Reading text:
☆ ☆ ☆

What we see here is that Christianity is a continuation of the ancient practice of linking myth and legend to imaginary stories about the constellations. There are detailed myths and legends about all the classical constellations, and many have a precessional content. Precession is the main long term change observable in the stars. Apart from the tiny shifts resulting from proper motion, precession is really the only difference between the night sky we see today and the sky as seen in the ancient world.
Examples of precession in mythology include:
1. The story of the Golden Apples of the Sun protected by Hera's Dragon appears to refer to the North Celestial Pole precessing from Vega through Draco.
2. Similar myths about the movement of the North Pole are directly encoded in the Biblical story at Rev 12-13 of the dragon (Draco) giving his seat to a bear/lion (Ursa/Leo).
3. The story of the slaying of the bull by Mithras indicates the shift from the Age of Taurus to the Age of Aries, with the constellation Taurus surrounded by three heroic constellations, Perseus, Orion and Aries.
4. The story of the loss of the prow ornament of Jason's ship the Argo appears to refer to the invisibility from Greece of Canopus, the main star of the constellation Argo, and the visibility of Canopus from Egypt where it was celebrated as the second brightest star after Sirius and a star of Osiris. Canopus reached its maximum northerly ascension in about 500 AD.

☆ ☆ ☆

Raw data:
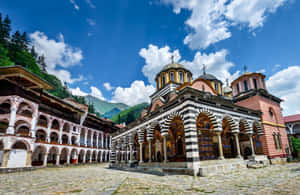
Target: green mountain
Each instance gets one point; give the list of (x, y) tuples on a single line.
[(129, 115), (104, 107)]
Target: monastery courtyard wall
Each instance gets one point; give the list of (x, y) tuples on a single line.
[(97, 179)]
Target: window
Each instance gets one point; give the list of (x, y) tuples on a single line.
[(255, 83), (172, 76), (246, 85), (271, 113), (163, 80), (181, 77)]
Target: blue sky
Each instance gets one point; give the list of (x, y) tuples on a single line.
[(125, 43)]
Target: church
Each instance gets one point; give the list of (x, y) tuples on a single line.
[(40, 129), (200, 127)]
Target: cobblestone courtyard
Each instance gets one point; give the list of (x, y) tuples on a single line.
[(97, 179)]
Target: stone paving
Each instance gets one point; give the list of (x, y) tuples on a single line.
[(97, 179)]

☆ ☆ ☆

Problem requirements:
Using the text on precession in mythology, answer briefly:
1. Apart from precession, what produces tiny shifts in the stars?
2. Which three constellations surround Taurus in the story of Mithras slaying the bull?
3. In about what year did Canopus reach its maximum northerly ascension?

Answer to the problem:
1. Proper motion.
2. Perseus, Orion and Aries.
3. About 500 AD.